From the records below, set down exactly the lines starting with the line that contains "outline is a" and going on through the line that contains "Outline every instance". Nothing else is wanted.

*** Extracted material ***

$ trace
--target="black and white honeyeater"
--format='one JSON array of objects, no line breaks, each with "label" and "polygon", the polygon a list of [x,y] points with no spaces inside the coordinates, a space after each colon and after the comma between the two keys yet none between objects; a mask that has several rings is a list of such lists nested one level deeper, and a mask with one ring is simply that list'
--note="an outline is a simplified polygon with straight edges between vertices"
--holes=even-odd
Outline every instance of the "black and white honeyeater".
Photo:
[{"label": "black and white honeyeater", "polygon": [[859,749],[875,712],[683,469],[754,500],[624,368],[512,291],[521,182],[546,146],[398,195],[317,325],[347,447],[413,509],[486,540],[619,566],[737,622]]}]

*** End of Extracted material ***

(Response to this exercise)
--note="an outline is a simplified polygon with straight edges between vertices"
--holes=even-odd
Outline every instance of the "black and white honeyeater".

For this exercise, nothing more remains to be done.